▶ Aim 1
Identify every line in the records that contains the word "spoiler", and copy each such line in full. Case counts.
## Begin Reading passage
# βγαίνω (medio passive Conjugation - Αόριστος)



## Ntwson

Γεια σας!
I wonder the verb βγαίνω in the Αόριστος of medio passive voice. Since πληρώνω becomes πληρώθηκα and αγοράζω becomes αγοράστικα, I tried some combinations like βγήκα and βγαίνω + steams -θηκ-, -φτηκ-, -φθηκ-, -(αυ/ευ)τηκ- and many others which are typical of the Αόριστος + ending -α) in some sites but I got no answer.
If you are a native Greek, I tell you the more you want to teach (please!) the most I want you to write about it because I just love this beautiful language and I have tried to learn it as my second language. Some years later and I will be writing it all in Greek. Believe me!
Ευχαριστώ!


----------



## sotos

The v. βγαίνω doesn't have passive voice at least in proper Greek (*). The αόριστος is βγήκα (irregular). 

(*) Well, we have the composite v. ξεβγαίνω,  ξε-βγαίνομαι, ξε-βγάλθηκα (I rinsed myshelf), but this is an exception. I cannot think now of any other similar composite.


----------



## Αγγελος

In my Greek, "rinse (someone)" is ξεβγάζω (not *ξεβγαίνω) and "rinse oneself" is ξεβγάζομαι; the respective aorist forms are indeed ξέβγαλα and ξεβγάλθηκα..
But there is no doubt that μπαίνω, βγαίνω, ανεβαίνω, κατεβαίνω etc., being intransitive, do NOT have a passive voice at all. The aorists μπήκα, βγήκα, ανέβηκα... are ACTIVE, despite their form. Even υπερβαίνω (=exceed) and παραβαίνω (=contravene, break (a law)), despite being clearly transitive, are not used in the passive.


----------



## bearded

Αγγελος said:


> In my Greek, "rinse (someone)" is ξεβγάζω (not *ξεβγαίνω) and "rinse oneself" is ξεβγάζομαι; the respective aorist forms are indeed ξέβγαλα and ξεβγάλθηκα..
> But there is no doubt that μπαίνω, βγαίνω, ανεβαίνω, κατεβαίνω etc., being intransitive, do NOT have a passive voice at all. The aorists μπήκα, βγήκα, ανέβηκα... are ACTIVE, despite their form. Even υπερβαίνω (=exceed) and παραβαίνω (=contravene, break (a law)), despite being clearly transitive, are not used in the passive.


If xevgala is the aorist of xevgazo,  where does the l (lamvda) come from?  Anything to do with ancient 'ekballo'?


----------



## joeydim

bearded man said:


> If xevgala is the aorist of xevgazo,  where does the l (lamvda) come from?  Anything to do with ancient 'ekballo'?



It has nothing to do with εκβάλλω. The root word for βγάζωis* βαίνω* while the root word of εκβάλλω is* βάλλω*.  Έβγαλα is just the past tense.


----------



## Perseas

bearded man said:


> If xevgala is the aorist of xevgazo,  where does the l (lamvda) come from?  Anything to do with ancient 'ekballo'?
## End Reading passage
▶ Aim 2
Decide whether each of the following statements agrees with the forum thread on the verb βγαίνω. Answer yes or no for each, and quote the deciding words of the thread exactly. (a) sotos gives βγήκα as the aorist of βγαίνω. (b) Αγγελος says that υπερβαίνω and παραβαίνω are used in the passive. (c) joeydim connects the form in question to ancient εκβάλλω.
## Begin Information provided
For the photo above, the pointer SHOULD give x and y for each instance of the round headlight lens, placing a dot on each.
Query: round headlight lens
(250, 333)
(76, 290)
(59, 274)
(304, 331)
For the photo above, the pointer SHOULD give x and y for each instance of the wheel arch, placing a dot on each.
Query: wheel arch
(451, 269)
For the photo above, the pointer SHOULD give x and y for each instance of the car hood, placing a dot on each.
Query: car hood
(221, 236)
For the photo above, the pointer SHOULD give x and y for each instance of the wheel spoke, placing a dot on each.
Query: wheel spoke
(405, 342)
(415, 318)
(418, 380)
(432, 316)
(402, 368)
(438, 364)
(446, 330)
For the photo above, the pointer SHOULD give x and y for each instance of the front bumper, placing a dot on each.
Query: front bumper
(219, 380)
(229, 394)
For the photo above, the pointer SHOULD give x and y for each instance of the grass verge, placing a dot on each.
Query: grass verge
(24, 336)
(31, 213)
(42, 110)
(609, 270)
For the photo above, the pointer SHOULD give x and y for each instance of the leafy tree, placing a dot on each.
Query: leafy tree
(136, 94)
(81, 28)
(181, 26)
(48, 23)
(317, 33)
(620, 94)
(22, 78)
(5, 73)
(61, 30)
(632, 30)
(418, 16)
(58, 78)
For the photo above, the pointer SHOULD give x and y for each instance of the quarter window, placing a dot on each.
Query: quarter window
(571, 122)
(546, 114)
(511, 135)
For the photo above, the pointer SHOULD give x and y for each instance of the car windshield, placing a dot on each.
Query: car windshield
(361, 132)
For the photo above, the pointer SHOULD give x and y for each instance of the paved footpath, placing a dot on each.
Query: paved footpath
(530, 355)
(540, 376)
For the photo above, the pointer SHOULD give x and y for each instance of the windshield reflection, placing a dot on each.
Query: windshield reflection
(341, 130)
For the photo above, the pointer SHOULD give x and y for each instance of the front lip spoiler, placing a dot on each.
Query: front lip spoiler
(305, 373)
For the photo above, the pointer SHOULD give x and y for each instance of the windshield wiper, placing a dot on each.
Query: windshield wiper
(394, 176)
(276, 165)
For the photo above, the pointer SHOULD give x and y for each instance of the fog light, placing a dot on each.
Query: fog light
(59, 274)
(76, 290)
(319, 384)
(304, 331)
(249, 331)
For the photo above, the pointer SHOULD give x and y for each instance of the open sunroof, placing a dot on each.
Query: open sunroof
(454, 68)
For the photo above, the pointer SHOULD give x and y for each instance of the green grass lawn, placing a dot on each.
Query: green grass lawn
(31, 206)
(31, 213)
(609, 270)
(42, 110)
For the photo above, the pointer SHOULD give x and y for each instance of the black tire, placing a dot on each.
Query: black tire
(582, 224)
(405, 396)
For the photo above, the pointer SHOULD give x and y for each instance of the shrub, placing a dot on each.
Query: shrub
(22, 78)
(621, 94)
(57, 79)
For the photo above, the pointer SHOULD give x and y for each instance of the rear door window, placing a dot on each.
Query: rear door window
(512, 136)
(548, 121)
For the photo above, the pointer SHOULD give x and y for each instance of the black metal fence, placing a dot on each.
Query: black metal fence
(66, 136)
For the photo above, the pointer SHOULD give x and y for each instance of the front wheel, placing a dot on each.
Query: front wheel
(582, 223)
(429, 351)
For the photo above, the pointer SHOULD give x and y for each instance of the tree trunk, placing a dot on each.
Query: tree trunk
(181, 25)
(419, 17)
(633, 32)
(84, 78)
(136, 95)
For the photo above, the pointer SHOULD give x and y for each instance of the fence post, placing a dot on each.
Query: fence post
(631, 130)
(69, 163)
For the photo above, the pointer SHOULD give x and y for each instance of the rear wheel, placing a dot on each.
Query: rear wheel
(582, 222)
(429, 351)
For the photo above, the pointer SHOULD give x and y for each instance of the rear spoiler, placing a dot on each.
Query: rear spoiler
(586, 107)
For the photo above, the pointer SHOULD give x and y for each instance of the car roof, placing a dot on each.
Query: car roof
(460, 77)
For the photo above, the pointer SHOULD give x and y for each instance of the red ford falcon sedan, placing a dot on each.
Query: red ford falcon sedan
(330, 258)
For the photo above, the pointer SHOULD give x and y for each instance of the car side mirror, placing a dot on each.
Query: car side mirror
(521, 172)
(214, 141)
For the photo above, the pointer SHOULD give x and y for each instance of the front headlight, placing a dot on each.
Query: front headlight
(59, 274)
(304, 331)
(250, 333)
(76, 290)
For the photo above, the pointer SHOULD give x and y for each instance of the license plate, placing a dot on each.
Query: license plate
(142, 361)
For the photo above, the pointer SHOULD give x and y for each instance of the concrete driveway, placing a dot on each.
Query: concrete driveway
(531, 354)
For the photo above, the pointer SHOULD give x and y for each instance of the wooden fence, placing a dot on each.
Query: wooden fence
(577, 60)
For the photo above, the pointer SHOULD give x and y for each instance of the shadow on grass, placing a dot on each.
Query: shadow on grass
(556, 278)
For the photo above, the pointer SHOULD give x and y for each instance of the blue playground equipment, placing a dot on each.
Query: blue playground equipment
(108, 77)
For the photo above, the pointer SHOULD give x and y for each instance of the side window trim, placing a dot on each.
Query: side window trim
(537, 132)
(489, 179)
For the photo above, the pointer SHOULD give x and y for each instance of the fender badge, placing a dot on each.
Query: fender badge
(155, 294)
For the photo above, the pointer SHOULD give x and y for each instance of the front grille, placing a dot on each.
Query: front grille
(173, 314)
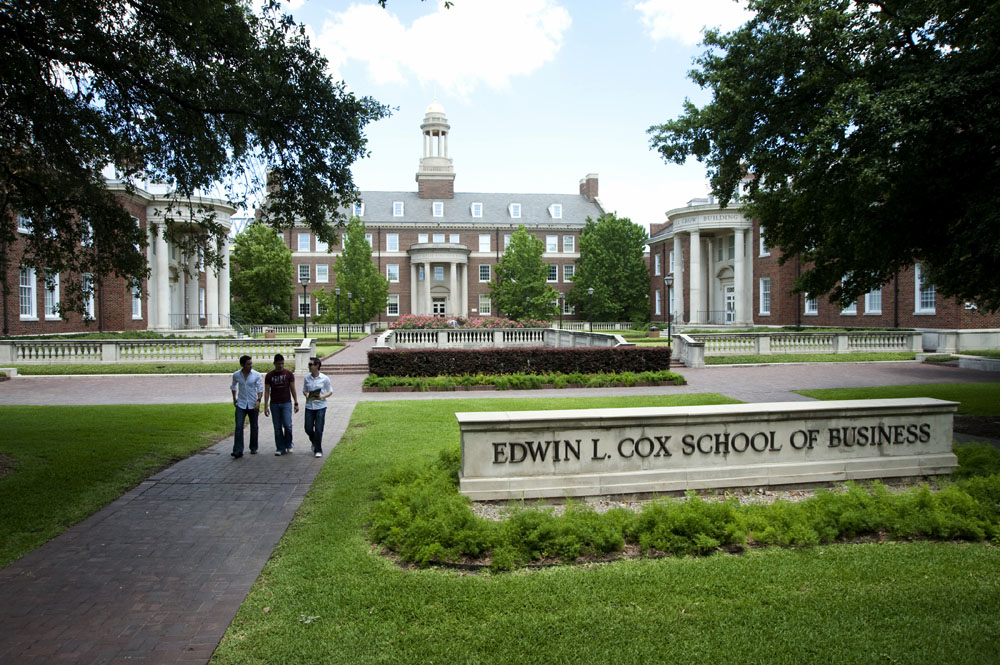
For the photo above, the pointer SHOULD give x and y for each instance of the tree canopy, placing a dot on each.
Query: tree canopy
(869, 132)
(612, 263)
(263, 281)
(194, 95)
(519, 289)
(357, 275)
## End Information provided
▶ Output 1
For the photo above, the pointer SHOULD give x and y for each instance of the front lip spoiler, placing a dot on each.
Query: front lip spoiler
For the photo above, the pointer SHOULD give x and y for each instance of the rear spoiler, placing a dot on each.
Query: rear spoiler

▶ Output 2
(a) Yes: "The αόριστος is βγήκα (irregular)."
(b) No: "despite being clearly transitive, are not used in the passive."
(c) No: "It has nothing to do with εκβάλλω."